_TEXT PASSAGE_:

Advantages of Using Videos in Teaching
In an ever-changing world, the way we learn is always changing, impacted by new methods of teaching and learning. As an educator, it therefore becomes important for you to find new ways to reach your students, ensuring that your message is delivered in a timely manner. Videos is one of the most useful teaching aids, particularly if your goal as an educator is to engage with leaners in a way that is easy for them to understand.
But that is not the only benefit that videos bring to both teachers and leaners. Here’s a list of the other advantages of using video in teaching.
Videos Help Students Understand
One of the main benefits of using videos for learning purposes is that they help the students understand the subject matter better than text could. This is because videos foster a personal connection that the students are unlikely to find in any book regardless of how well it is written. When you use videos as a learning aid, you can be guaranteed that your students will comprehend more simply because of the human connection that video brings to the learning experience.
This is why videos are employed in teaching a foreign language. Emma Dunn, a foreign language teacher advocates for videos as a teaching aid since she says, “Students learn best when they hear new languages on repeat”. With videos, her students are able to watch her speak the language they are trying to learn, engaging all their senses and therefore helping them learn faster and in their own time.

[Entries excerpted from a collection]
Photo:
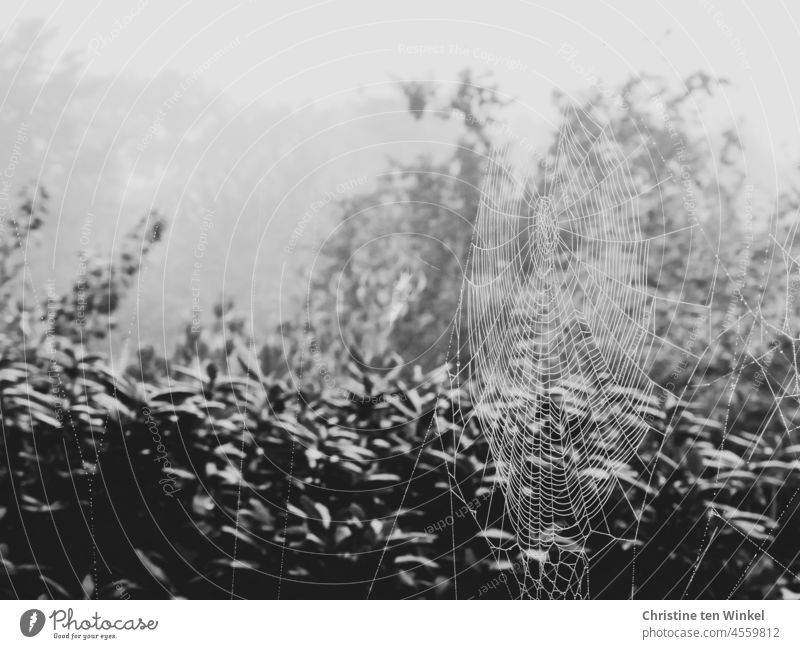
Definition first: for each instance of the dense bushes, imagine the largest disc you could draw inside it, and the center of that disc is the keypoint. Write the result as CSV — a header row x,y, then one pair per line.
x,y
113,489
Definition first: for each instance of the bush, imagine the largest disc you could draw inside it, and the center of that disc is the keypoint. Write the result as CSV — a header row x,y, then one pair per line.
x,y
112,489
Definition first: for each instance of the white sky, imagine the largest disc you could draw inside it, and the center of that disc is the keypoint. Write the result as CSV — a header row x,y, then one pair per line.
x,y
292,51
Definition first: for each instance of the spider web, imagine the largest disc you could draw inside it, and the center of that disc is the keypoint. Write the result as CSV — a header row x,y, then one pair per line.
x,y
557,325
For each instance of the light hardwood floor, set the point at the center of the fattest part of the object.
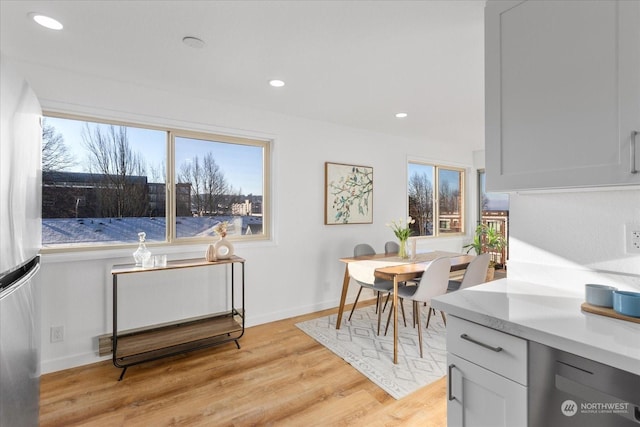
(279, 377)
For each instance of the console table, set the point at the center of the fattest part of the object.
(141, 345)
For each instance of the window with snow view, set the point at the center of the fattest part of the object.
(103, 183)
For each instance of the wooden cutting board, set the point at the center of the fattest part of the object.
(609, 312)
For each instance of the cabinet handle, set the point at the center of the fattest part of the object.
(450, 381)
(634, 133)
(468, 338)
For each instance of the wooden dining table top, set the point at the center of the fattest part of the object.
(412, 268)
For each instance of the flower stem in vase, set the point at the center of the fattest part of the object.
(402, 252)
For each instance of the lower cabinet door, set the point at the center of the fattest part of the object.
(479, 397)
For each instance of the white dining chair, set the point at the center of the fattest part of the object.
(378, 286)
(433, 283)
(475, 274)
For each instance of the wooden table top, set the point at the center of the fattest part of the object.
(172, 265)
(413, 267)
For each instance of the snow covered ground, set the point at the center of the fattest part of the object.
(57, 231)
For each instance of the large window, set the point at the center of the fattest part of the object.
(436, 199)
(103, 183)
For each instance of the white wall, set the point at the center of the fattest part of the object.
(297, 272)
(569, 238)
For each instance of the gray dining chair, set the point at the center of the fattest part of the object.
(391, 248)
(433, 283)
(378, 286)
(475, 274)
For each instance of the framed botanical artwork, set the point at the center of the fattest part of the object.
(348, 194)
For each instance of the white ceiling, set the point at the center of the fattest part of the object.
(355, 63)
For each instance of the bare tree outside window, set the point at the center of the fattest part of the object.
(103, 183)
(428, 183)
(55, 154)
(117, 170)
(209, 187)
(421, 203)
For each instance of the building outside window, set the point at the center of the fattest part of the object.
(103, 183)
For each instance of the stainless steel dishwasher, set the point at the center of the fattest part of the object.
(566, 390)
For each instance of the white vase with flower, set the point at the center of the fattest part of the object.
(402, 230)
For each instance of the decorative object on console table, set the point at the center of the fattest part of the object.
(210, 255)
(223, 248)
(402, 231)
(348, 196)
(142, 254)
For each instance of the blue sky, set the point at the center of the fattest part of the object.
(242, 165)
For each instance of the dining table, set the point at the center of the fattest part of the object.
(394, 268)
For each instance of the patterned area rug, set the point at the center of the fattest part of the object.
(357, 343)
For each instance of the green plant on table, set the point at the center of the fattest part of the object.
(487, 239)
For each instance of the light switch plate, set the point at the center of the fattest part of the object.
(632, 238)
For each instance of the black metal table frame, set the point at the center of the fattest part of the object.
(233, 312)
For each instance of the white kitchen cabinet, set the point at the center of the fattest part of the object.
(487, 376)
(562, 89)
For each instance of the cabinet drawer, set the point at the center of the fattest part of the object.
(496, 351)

_AIM OF THE TASK_: Write the next part of the piece on the advantages of using videos in teaching, picking up right after its last sentence. The entries are separate material and have no connection to the piece on videos in teaching.

_ANSWER TO THE TASK_:
Seeing their teacher speak the language on camera is not just crucial to their understanding of the new language, but it also keeps then engaged. And any foreign language teacher will tell you that without engagement, a foreign language class is likely to fall apart very quickly.
Opportunity for Self-Study
As our foreign language example points out, one of the other main advantages of using videos clips in teaching is that the students are far likely to engage with the content even when the teacher is not around. Once the video on a particular subject is recorded, the teacher can then share the video with the class, allowing them to go over the course material on their own time.
Therefore, if there is a section of the course that the student was unable to understand during the class, they can easily go over it again. Yet, this opportunity for self-study also creates room for further improvement, giving the student the opportunity to ask and find answers to questions in the course. In an age where in-person classroom is becoming less and less desirable, the potential for self-study that video brings becomes crucial to how we educate and learn.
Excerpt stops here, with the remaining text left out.